## Extract provided

As a lover and researcher of this craft I have come to really understand this. They have the power to define you, define others, and define values.

Ten minutes on your social media page can set my entire view of you. I can decide whether you’re left or right, whether you’re well educated or not, whether you embrace vulgar language in order to get a point across, or whether your mind is creative enough to get the same point across without profanity. I can tell whether you value your opinion over all others, or whether you choose to share other’s opinions instead. I can tell whether you feel need to speak up about everything you believe in, or whether you instead only speak on subjects that you feel passionate about.

Is this right? Do I have any right to judge everything about you by the things you post on social media? No, probably not, but this is the world we live in, a world of extremely public forms of communication and opinion, and in case you have not grasped it yet: Words. Have. Power.

## Objective a
Render this sentence from the passage on words and social media into Spanish: "Ten minutes on your social media page can set my entire view of you."

## Recorded data
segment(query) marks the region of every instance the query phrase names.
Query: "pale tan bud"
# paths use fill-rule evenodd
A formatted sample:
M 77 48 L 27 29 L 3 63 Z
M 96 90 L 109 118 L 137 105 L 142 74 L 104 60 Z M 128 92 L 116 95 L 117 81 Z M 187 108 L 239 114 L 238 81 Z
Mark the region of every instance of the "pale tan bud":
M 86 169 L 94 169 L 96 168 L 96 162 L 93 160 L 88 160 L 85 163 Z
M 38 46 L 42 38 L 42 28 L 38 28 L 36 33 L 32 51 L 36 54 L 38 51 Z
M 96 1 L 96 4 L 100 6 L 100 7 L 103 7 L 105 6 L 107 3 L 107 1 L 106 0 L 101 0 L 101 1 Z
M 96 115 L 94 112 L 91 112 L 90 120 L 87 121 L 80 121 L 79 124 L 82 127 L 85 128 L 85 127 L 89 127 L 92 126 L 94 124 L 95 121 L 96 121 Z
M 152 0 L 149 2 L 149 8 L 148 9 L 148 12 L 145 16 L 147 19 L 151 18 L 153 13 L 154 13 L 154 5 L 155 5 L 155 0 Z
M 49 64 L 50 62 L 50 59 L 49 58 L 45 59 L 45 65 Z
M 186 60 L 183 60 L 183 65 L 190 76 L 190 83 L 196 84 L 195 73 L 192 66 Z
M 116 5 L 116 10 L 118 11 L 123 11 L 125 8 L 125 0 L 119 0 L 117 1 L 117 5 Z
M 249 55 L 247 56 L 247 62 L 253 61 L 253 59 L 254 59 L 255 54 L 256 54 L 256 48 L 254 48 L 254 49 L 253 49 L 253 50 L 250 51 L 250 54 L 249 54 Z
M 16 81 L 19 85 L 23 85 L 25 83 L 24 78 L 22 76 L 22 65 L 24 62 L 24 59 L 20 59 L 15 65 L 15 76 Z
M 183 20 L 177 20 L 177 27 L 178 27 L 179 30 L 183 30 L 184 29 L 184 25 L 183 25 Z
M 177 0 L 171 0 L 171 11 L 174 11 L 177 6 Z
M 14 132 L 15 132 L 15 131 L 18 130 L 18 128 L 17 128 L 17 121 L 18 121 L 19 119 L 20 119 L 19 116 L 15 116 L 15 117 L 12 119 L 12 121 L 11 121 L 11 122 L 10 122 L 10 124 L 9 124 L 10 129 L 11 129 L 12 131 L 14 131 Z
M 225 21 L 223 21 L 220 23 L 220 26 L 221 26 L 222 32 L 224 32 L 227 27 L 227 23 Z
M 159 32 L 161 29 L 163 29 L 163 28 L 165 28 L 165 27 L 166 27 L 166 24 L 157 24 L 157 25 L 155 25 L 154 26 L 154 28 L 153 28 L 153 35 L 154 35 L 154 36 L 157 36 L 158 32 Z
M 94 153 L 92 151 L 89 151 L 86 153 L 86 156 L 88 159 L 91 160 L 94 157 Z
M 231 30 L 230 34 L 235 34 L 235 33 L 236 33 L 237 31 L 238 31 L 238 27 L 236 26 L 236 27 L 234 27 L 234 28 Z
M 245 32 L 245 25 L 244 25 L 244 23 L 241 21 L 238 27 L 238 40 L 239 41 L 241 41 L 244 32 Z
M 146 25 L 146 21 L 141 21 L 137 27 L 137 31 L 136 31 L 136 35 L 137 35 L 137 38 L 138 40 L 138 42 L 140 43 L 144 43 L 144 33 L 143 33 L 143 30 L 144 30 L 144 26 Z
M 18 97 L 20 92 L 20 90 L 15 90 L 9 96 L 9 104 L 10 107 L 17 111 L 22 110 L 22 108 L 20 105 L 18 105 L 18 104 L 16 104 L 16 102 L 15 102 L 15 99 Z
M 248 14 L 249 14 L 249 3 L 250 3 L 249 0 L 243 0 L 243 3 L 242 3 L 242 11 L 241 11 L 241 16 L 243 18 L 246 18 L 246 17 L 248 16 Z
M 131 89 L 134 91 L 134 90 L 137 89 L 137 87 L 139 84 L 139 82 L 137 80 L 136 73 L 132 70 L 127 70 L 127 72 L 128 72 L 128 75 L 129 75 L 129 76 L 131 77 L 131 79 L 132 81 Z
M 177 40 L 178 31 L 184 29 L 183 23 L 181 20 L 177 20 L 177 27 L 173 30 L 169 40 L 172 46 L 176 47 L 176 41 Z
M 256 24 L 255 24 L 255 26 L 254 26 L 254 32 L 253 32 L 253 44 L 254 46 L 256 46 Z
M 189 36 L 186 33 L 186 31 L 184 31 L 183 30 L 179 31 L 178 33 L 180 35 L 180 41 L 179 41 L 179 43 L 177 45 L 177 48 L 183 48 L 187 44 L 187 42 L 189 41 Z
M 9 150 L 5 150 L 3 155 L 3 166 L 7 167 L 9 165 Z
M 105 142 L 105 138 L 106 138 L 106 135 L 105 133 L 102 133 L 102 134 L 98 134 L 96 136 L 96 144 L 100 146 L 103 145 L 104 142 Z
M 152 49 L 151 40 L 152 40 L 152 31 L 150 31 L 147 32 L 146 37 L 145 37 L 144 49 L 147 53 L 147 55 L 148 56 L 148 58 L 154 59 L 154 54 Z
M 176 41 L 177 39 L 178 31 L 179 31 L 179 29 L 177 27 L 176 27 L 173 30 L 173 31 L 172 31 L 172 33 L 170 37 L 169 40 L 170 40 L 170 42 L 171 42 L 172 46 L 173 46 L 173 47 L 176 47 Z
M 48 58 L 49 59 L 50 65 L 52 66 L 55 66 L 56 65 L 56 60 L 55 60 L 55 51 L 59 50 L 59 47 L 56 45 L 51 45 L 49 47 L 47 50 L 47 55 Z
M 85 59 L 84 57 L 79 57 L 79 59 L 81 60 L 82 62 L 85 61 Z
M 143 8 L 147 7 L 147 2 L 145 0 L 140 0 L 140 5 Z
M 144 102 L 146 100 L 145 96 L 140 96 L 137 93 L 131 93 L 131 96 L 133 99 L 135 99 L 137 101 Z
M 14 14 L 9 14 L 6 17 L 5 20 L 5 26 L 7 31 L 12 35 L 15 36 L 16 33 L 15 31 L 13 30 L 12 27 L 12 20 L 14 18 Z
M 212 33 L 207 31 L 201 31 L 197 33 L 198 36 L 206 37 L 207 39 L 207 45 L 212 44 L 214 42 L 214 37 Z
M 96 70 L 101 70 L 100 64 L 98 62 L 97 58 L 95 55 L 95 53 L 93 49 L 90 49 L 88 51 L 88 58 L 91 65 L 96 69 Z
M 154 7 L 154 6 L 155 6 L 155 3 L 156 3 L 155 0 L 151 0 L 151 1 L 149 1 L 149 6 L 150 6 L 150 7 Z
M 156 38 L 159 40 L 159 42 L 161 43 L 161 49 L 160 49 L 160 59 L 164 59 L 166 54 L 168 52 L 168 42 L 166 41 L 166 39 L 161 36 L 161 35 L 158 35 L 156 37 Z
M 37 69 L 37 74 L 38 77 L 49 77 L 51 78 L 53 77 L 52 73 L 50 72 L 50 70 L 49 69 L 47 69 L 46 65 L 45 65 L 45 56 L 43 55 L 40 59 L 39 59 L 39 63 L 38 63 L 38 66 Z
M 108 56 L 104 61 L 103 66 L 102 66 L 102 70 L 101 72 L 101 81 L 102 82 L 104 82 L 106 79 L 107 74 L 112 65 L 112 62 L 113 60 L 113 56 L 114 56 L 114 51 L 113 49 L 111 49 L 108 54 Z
...
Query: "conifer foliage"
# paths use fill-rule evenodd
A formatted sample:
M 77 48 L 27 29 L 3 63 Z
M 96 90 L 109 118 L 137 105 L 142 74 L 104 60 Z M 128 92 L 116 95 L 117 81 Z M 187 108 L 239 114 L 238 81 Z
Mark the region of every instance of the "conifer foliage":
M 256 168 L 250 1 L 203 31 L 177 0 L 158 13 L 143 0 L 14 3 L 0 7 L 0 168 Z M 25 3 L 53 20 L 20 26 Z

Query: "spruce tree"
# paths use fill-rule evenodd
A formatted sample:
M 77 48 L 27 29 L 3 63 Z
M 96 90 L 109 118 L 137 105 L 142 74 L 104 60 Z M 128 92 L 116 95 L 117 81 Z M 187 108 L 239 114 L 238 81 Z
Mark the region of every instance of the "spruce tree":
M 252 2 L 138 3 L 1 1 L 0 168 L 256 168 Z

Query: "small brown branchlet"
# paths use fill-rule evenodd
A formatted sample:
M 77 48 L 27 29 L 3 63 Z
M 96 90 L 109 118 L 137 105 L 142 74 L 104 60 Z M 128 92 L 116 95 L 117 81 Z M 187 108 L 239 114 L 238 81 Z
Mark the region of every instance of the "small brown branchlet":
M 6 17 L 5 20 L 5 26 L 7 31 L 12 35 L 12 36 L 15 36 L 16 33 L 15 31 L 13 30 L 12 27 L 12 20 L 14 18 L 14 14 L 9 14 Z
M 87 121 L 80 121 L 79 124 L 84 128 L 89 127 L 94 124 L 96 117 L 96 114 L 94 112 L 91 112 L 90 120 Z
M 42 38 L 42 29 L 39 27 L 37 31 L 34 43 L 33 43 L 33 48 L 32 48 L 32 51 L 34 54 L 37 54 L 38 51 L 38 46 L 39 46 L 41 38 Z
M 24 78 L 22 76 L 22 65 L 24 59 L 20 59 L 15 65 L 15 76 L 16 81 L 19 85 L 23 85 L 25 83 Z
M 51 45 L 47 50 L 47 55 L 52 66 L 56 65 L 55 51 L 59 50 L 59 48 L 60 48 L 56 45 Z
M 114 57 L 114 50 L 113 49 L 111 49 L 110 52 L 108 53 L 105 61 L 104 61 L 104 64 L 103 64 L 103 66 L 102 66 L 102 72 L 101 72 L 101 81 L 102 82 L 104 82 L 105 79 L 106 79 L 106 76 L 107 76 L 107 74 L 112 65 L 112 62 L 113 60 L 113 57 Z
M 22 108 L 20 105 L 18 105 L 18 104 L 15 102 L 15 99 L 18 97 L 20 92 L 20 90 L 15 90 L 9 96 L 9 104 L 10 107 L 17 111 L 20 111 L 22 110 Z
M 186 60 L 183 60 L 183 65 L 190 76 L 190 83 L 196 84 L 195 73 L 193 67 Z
==
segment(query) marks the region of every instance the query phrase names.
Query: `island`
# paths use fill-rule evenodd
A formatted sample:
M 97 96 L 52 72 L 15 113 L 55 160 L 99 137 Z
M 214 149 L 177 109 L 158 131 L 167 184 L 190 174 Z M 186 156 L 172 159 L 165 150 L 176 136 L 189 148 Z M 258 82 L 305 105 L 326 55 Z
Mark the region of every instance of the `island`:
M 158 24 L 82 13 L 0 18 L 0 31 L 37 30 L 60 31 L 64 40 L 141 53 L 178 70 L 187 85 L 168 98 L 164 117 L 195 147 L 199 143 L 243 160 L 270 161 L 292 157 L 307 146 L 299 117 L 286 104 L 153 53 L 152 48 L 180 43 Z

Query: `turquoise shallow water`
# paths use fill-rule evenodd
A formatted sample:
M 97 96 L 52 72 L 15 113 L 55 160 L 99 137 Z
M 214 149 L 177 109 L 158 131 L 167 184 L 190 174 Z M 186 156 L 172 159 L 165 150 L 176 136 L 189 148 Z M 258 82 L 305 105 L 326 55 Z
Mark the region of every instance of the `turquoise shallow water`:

## Objective b
Pull out every line of the entries above that contains the string "pale". Matches must be case-sensitive.

## Full solution a
Diez minutos en tu página de redes sociales pueden determinar toda la imagen que tengo de ti.

## Full solution b
Query: "pale tan bud"
Mark the region of every instance of the "pale tan bud":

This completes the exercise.